Brief
Write out again only the lines running from the one that contains "Can you find the new" to the end of the records below, including both the first and the last.

Supplied data

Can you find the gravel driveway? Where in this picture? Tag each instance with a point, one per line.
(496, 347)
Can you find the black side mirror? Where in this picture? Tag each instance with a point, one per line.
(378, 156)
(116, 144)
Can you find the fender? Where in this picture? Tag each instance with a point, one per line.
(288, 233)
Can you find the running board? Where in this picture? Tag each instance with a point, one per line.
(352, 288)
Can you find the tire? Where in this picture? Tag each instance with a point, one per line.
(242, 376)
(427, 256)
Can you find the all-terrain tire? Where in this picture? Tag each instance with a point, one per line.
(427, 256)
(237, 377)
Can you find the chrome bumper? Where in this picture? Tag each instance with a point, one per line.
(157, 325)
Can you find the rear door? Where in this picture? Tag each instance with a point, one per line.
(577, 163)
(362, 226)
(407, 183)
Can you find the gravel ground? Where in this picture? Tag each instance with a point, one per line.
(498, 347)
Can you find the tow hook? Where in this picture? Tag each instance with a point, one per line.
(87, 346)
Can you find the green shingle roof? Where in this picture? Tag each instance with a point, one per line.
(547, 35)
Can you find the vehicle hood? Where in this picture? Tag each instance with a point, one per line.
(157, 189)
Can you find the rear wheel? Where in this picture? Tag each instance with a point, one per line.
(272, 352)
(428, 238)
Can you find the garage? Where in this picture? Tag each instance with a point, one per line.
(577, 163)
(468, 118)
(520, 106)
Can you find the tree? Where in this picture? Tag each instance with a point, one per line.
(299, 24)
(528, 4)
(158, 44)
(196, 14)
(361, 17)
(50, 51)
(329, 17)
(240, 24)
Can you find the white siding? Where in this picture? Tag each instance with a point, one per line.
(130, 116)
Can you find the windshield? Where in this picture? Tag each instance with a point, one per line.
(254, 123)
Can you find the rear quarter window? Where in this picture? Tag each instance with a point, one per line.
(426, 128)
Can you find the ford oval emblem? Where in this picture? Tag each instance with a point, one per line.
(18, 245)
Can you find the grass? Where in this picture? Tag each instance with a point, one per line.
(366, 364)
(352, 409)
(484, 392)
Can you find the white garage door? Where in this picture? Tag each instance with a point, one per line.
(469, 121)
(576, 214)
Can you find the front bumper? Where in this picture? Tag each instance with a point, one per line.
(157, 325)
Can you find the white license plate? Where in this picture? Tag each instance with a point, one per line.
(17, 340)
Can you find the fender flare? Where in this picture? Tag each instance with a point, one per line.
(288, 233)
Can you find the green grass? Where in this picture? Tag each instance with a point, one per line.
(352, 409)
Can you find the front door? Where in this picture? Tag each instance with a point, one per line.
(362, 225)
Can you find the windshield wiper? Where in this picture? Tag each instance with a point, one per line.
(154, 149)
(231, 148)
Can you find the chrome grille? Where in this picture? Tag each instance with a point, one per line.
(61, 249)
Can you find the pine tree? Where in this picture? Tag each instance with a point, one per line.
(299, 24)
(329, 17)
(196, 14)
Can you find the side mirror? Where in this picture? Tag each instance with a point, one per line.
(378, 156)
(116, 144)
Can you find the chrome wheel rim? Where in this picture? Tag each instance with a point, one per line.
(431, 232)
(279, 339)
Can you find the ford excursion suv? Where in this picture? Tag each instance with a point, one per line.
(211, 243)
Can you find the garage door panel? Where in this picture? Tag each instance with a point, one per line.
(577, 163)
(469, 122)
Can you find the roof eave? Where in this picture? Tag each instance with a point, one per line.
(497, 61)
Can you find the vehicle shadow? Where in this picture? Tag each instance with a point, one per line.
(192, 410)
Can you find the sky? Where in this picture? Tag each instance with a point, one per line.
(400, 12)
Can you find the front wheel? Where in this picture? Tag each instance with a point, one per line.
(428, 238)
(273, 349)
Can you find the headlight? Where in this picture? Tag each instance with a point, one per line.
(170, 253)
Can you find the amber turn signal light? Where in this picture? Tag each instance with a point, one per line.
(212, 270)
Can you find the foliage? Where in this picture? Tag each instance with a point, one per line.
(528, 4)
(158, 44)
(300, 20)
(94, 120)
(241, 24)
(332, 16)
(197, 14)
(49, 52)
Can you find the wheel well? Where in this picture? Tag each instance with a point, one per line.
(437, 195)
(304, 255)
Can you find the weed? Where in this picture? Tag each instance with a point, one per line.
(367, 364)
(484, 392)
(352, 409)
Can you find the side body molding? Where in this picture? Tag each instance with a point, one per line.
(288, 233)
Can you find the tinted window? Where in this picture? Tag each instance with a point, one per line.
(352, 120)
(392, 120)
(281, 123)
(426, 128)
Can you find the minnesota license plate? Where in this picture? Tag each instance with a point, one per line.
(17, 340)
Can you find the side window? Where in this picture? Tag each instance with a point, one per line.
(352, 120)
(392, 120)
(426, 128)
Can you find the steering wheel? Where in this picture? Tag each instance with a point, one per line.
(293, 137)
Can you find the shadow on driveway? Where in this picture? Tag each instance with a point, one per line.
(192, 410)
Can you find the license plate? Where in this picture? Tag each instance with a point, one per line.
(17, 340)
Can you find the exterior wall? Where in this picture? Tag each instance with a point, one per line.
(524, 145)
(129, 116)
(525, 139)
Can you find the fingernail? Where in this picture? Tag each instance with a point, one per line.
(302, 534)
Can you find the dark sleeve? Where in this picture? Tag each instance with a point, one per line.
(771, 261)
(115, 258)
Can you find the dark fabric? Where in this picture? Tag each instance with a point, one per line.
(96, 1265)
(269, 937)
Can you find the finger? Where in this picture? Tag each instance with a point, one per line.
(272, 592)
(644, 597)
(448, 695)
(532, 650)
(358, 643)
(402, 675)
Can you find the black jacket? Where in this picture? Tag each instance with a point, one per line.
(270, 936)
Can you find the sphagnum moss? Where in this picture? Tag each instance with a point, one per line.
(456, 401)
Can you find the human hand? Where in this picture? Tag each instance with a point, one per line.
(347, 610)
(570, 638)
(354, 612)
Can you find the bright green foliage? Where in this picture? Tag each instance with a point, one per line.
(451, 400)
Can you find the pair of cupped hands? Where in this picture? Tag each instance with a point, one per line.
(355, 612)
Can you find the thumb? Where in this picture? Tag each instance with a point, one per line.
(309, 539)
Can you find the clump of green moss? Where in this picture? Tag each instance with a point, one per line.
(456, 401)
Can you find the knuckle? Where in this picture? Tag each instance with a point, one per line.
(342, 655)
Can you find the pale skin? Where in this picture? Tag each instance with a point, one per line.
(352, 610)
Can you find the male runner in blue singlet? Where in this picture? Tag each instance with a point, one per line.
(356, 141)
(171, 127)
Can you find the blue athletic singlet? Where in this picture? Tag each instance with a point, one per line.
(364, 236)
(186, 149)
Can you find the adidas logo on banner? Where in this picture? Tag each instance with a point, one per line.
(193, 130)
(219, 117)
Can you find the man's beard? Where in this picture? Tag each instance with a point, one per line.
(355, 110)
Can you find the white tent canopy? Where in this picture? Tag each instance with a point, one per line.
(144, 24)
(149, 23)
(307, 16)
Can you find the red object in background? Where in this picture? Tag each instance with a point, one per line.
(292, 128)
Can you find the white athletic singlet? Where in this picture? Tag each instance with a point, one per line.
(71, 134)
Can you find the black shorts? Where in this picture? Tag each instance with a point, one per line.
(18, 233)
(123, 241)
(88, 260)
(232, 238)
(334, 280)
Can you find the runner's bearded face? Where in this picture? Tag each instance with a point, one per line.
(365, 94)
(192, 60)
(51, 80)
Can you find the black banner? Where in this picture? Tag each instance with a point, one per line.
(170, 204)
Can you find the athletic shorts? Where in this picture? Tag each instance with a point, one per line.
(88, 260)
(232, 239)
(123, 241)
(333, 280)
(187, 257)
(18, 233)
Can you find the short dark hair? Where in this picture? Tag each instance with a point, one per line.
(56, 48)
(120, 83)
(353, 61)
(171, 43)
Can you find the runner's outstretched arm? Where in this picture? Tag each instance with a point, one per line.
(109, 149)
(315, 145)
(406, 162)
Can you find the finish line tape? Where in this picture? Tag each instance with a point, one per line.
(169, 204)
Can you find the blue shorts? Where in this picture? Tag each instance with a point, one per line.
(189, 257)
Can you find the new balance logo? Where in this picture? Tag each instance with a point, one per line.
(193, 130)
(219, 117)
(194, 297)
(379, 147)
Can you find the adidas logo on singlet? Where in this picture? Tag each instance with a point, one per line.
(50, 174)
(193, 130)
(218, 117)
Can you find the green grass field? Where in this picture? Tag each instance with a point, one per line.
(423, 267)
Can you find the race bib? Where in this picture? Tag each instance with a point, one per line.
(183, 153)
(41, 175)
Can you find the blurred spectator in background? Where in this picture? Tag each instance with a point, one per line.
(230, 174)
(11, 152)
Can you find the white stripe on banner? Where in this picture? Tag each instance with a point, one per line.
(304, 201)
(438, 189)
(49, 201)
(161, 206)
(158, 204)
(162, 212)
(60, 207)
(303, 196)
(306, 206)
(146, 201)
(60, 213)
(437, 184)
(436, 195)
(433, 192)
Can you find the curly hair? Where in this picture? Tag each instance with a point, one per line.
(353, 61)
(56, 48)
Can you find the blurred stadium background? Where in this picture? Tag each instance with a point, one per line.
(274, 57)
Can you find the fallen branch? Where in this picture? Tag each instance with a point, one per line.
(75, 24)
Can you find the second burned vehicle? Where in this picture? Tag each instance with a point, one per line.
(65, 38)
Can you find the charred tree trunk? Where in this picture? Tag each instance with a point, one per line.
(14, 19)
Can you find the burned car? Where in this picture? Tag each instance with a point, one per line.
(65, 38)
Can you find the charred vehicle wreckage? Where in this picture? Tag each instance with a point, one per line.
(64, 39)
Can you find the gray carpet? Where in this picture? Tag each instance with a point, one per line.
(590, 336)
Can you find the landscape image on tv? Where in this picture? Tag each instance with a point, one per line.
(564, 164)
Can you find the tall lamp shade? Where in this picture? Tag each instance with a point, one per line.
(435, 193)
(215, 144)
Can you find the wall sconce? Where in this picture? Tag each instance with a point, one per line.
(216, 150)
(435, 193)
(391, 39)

The output
Can you find the new balance logo? Where in this picture? Tag each instance with a point, one per line.
(193, 130)
(219, 117)
(194, 297)
(379, 147)
Can you find the adidas logo on singlet? Where in this picture? Tag each instance with a point, one per line.
(50, 174)
(193, 130)
(218, 117)
Can you find the green grass field? Where in this picture? Tag each instance with a point, one per line.
(423, 267)
Can you find the race bib? Where in this picture? Tag each instance with a point, one per line.
(183, 153)
(41, 175)
Can you find the blurred spectator in background? Where in this picture? Tag each instance with a point, one per line.
(230, 174)
(11, 152)
Can you find the white stripe on banner? Where in this picture? Tag each instance with a point, one per line.
(304, 201)
(438, 189)
(49, 201)
(161, 206)
(158, 204)
(162, 212)
(60, 207)
(303, 196)
(306, 206)
(146, 201)
(60, 213)
(437, 184)
(436, 195)
(433, 192)
Can you find the curly hair? Where in this picture? Tag each instance with a point, one per line.
(353, 61)
(56, 48)
Can you find the blurred stadium background? Where in this picture? Tag each instance with a point, one per line.
(274, 57)
Can you find the fallen branch? Where in this picture? Tag each instance with a point, one per line.
(75, 24)
Can you find the second burned vehicle? Where in this picture? Tag each instance with a point, one per line.
(65, 38)
Can you find the charred tree trunk? Where in this picture? Tag each instance with a point, one per line.
(14, 19)
Can you find the burned car? Where in this picture? Tag each instance with a point, one per line.
(65, 38)
Can you find the charred vehicle wreckage? Where in this picture? Tag each instance with a point, one per line.
(64, 39)
Can you find the gray carpet? Where in this picture? Tag each instance with a point, one per line.
(590, 336)
Can you find the landscape image on tv? Where in this picture? Tag each instance with a point, one per line.
(564, 164)
Can you find the tall lamp shade? Where in this picture? Tag each instance with a point, one per line.
(435, 193)
(215, 144)
Can you find the wall sconce? Where in this picture? Tag each instance with a point, one per line.
(216, 150)
(435, 193)
(391, 39)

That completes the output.